**Page excerpt:**

********************

WIMBLEDON, England, June 29 — Anna Kournikova was prepared for the catcalls and marriage proposals, the whistlers and autograph hounds. The 16-year-old's mother had warned her about what it might be like when she played on Centre Court on People's Sunday at Wimbledon. Apparently, mom had prepared her even better for the woman she was about to play.

Kournikova shocked seventh-seeded Anke Huber this evening, recovering from a rocky start to win, 3-6, 6-4, 6-4. Kournikova's victory was the sixth upset in the women's draw on a shockingly unpredictable day.

The top half of the women's draw is wide open for No. 1-seeded Martina Hingis after all of its remaining seeded players except No. 12 Irina Spirlea were eliminated today. No. 5 Lindsay Davenport lost to Denisa Chladkova of the Czech Republic. No. 10 Conchita Martinez — the only former champion in the field — fell, 6-4, 6-2, to 32-year-old Helena Sukova. No. 14 Brenda Schultz-McCarthy lost a third-round match to Belgium's Sabine Appelmans, and No. 16 Barbara Paulus lost a second-round meeting to Japan's Naoko Kijimuta.

********************

**Stored data:**

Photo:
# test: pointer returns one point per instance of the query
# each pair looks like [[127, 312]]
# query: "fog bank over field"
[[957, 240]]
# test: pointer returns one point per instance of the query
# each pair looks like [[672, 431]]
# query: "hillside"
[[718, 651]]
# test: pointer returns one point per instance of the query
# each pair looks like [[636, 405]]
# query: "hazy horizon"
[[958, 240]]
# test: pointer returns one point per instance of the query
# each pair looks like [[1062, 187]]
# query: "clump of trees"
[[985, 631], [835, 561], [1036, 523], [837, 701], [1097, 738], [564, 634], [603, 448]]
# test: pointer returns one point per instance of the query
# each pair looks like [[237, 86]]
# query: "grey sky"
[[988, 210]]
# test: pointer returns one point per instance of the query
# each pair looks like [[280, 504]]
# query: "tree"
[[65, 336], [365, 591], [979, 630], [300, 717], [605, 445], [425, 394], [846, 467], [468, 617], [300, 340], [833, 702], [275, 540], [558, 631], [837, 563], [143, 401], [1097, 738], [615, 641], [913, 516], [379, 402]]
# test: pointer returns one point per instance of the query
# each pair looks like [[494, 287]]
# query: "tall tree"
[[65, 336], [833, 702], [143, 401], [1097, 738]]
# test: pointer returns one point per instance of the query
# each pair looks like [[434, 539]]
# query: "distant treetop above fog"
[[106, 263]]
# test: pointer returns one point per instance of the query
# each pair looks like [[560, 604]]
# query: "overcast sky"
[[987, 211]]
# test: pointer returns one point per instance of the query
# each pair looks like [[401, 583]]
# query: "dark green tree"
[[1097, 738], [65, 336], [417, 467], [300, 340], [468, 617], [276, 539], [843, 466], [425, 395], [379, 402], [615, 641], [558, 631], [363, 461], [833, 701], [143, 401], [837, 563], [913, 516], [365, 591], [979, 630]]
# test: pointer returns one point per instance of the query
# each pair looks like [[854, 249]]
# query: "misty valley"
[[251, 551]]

********************

**Questions:**
[A] Summarize the Wimbledon report in two sentences.
[B] In the Wimbledon report, which player defeated Conchita Martinez?

**Solution list:**
[A] Sixteen-year-old Anna Kournikova recovered from a rocky start to upset seventh-seeded Anke Huber 3-6, 6-4, 6-4 on Centre Court, the sixth upset in the women's draw on an unpredictable day. Losses by seeds including Lindsay Davenport and Conchita Martinez left the top half of the draw wide open for top seed Martina Hingis, with No. 12 Irina Spirlea its only other remaining seeded player.

[B] Helena Sukova, a 32-year-old, defeated her 6-4, 6-2.